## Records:
----------
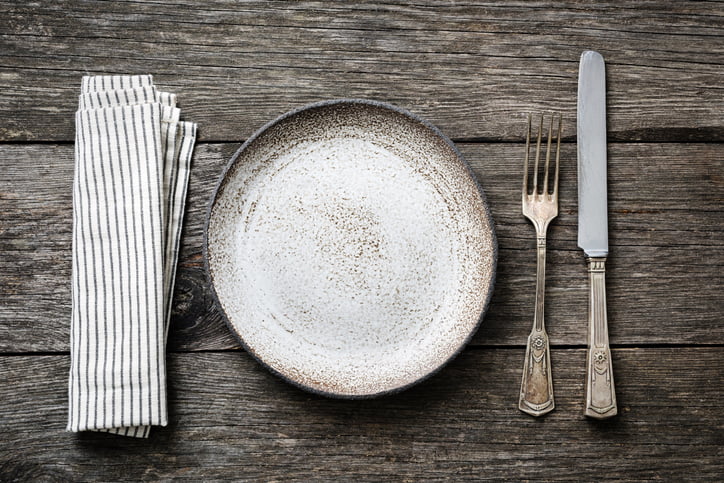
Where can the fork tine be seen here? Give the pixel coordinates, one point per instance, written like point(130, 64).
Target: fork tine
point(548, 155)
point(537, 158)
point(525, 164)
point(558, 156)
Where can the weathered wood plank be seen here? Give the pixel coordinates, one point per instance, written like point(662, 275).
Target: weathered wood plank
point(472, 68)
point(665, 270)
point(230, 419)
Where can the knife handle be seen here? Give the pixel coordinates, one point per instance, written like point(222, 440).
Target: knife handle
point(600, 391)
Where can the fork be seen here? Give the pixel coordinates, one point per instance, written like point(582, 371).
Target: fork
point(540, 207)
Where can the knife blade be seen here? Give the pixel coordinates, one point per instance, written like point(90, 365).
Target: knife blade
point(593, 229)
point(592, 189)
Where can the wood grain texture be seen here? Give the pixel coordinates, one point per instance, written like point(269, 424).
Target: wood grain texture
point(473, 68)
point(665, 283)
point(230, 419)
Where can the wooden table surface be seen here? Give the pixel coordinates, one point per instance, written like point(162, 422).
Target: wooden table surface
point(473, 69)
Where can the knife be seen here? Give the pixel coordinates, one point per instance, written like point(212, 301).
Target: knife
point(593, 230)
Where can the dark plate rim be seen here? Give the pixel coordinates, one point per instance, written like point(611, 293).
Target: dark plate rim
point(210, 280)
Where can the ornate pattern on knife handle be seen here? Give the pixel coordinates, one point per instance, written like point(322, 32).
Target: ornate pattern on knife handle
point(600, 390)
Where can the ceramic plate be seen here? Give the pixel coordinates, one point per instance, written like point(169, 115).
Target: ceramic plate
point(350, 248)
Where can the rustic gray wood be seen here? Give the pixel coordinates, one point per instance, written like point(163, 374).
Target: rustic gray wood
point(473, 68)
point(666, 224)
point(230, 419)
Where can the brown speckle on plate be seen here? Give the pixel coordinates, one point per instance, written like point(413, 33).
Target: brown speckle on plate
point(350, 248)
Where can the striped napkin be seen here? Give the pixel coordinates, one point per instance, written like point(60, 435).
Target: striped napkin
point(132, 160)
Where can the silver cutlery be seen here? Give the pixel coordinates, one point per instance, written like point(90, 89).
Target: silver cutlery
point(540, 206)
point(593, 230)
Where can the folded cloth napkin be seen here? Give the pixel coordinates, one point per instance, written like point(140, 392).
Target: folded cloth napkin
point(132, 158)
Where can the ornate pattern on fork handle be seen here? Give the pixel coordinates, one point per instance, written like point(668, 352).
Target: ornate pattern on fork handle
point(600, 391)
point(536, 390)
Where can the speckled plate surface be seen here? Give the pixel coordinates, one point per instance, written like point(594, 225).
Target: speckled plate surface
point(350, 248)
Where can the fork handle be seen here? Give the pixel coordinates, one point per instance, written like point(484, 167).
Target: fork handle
----------
## STATED GOAL:
Return exactly the lines from the one containing "Where can the wooden" through the one containing "point(132, 158)", including both of those lines.

## SOLUTION FOR THIS PROBLEM:
Where can the wooden table surface be seen here? Give the pixel coordinates, one point per instance, written like point(162, 422).
Target: wooden table surface
point(473, 69)
Where can the knife be seen here? Give the pixel coordinates, one point per instance, written like point(212, 301).
Target: knife
point(593, 230)
Where can the dark plate rim be seen here? Give the pixel coordinates, one point per instance, written like point(611, 293).
Target: dark plate rim
point(210, 280)
Where can the ornate pattern on knife handle be seen here? Give the pixel coordinates, one point per instance, written like point(322, 32).
Target: ornate pattern on knife handle
point(600, 390)
Where can the ceramic plate be seen here? Give the pixel coordinates, one point per instance, written like point(169, 115).
Target: ceramic plate
point(350, 248)
Where can the rustic gray wood be seen here? Give the pixel coordinates, one point per instance, written like point(163, 374).
Target: rustic gray wood
point(473, 68)
point(666, 224)
point(230, 419)
Where can the brown speckle on plate be seen here? Give the pixel coordinates, one point per instance, written like point(413, 33).
Target: brown speckle on plate
point(350, 248)
Where can the striped napkin be seen here? Give the pixel coordinates, one point per instance, written like point(60, 435).
Target: striped napkin
point(132, 160)
Where can the silver cutlery be seen here? Give the pixel coordinates, one point per instance, written like point(90, 89).
Target: silver cutlery
point(540, 206)
point(593, 230)
Where can the folded cloth napkin be seen here? Give the pixel coordinates, one point per instance, written like point(140, 392).
Target: folded cloth napkin
point(132, 158)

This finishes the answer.